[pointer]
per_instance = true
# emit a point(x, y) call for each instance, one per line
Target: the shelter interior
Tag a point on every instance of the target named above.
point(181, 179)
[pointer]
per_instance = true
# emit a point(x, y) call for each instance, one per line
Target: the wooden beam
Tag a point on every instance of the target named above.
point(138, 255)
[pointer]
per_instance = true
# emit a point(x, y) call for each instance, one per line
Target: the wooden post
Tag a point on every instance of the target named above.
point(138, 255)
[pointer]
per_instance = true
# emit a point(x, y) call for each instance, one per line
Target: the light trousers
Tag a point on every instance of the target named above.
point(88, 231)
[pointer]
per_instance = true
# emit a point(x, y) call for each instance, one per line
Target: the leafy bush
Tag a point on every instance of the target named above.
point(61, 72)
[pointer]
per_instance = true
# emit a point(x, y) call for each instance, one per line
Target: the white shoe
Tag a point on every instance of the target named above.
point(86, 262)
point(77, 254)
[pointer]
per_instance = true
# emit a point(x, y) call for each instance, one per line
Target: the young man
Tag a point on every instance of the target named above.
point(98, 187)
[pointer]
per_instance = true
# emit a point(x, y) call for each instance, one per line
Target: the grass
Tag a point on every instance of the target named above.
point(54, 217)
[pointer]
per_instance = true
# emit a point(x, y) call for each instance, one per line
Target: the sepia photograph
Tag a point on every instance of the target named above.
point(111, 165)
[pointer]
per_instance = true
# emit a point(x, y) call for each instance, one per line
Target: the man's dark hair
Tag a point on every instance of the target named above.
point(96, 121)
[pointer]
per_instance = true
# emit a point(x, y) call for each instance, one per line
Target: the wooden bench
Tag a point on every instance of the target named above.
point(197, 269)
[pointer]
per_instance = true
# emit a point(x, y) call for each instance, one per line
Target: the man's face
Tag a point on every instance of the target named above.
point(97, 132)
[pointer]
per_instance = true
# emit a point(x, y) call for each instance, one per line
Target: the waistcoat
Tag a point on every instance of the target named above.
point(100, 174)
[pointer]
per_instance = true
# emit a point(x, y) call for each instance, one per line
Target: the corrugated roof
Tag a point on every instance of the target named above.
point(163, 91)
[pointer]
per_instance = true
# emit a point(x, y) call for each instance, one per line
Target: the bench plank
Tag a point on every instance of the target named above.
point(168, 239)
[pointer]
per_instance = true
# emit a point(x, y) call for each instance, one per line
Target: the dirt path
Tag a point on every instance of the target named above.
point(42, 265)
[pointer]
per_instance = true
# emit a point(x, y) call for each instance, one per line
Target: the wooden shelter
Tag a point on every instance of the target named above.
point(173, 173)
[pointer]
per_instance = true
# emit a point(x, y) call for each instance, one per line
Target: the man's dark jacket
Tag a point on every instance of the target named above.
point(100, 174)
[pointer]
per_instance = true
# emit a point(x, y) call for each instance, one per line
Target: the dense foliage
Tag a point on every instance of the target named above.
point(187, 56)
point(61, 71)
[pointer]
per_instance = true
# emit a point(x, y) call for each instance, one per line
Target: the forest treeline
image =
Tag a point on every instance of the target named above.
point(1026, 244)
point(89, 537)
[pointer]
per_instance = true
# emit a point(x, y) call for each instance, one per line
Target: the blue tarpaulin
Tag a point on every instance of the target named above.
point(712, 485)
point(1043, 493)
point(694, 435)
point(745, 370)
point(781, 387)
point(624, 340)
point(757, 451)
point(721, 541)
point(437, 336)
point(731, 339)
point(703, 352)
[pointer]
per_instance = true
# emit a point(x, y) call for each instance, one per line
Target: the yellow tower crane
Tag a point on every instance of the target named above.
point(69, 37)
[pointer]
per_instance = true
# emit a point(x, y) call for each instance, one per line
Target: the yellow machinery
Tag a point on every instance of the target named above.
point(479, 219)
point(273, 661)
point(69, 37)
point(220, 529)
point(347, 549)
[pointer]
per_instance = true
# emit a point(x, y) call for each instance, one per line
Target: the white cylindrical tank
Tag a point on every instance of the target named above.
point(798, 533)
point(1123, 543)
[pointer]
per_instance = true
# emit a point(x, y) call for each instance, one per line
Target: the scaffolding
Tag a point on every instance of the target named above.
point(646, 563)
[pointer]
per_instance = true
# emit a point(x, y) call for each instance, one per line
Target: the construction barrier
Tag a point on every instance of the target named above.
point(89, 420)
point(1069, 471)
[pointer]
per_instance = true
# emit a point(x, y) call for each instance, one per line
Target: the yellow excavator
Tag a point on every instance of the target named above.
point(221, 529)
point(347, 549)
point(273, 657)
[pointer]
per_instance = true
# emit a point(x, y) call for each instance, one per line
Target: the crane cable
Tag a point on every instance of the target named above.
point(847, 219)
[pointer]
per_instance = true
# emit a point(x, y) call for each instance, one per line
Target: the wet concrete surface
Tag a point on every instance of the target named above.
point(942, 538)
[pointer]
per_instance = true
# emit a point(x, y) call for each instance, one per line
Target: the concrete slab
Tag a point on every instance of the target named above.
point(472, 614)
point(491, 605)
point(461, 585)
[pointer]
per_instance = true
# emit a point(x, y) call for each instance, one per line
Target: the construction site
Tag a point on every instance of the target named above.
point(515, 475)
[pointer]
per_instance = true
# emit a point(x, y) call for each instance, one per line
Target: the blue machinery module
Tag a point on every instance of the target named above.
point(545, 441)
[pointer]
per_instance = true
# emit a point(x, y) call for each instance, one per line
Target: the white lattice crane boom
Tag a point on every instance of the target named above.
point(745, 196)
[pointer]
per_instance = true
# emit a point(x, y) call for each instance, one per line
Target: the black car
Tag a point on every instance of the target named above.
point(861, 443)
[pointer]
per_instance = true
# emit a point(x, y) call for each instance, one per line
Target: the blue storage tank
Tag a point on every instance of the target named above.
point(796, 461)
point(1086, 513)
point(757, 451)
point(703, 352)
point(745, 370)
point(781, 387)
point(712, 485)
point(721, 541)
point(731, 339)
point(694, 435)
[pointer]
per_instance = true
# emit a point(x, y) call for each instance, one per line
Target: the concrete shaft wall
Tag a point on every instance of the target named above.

============

Every line above that includes the word "wooden" should be listed.

## [ANSWER SPACE]
Target: the wooden beam
Target: the wooden post
Target: the wooden bench
Target: the wooden shelter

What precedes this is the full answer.